→ 所给文段
• • •

关注本号☞ 新三届 2023-12-15


一个转身,光阴就成了故事

一次回眸,岁月便成了风景

作者简历


马文生,河北省武强县人,1951年生。1969年自天津市外国语学校下乡到河北省武强县当知青,1970年底入伍到解放军陆军第69军当战士,1976年复员到保定市整流器厂当工人,1977年参加高考,转年春进入河北大学中文系学习,1982年春大学毕业到保定地委党校任教,保定地市合并后在保定市委党校任教直至退休。1972年开始文学创作,作品少而精。

原题

漫漫人生路

——一部与共和国历史
并行的个人生命史②



作者:马文生

(三)

“文革”岁月


01.学潮初起
1965年9月我进入天津外国语学校后心怀憧憬惬意成长,不料天有不测风云,八个月后中国大地发生了罕见的政治动乱——“文化大革命”。“文革”是一场浩劫,它对我国各项建设冲击甚大,也扼杀了刚刚诞生的天津外校,粉碎了我的外语梦,改变了我的人生轨迹。
“文化大革命”首先在教育界发轫,北京各校学生积极响应付诸行动,运动一哄而起,各大中学校开始停课闹革命。天津和北京近在咫尺,一些政治敏感的大中学生自发地乘车或骑自行车到北京各校“串联”取经,回津后即如法炮制,组建红卫兵停课闹革命。
02.加入“红卫兵”
1966年8月18日伟大领袖在天安门接见红卫兵,大大振奋了青年学生的造反热情,我校的最高年级——初中二年级一些激进的学生亦开始筹划组建红卫兵组织,至8月下旬,两个全校性的红卫兵组织成立,一个叫做……主义红卫兵,一个叫做……思想红卫兵。

• • •

→ 所示信息
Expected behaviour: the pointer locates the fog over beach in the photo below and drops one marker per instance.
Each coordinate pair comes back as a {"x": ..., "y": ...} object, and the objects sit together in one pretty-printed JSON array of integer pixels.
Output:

• • •

从所给文段中摘录自“一个转身,光阴就成了故事”至“年开始文学创作,作品少而精。”的原文,首尾两处均包括在内。

→ 回应
一个转身,光阴就成了故事

一次回眸,岁月便成了风景

作者简历


马文生,河北省武强县人,1951年生。1969年自天津市外国语学校下乡到河北省武强县当知青,1970年底入伍到解放军陆军第69军当战士,1976年复员到保定市整流器厂当工人,1977年参加高考,转年春进入河北大学中文系学习,1982年春大学毕业到保定地委党校任教,保定地市合并后在保定市委党校任教直至退休。1972年开始文学创作,作品少而精。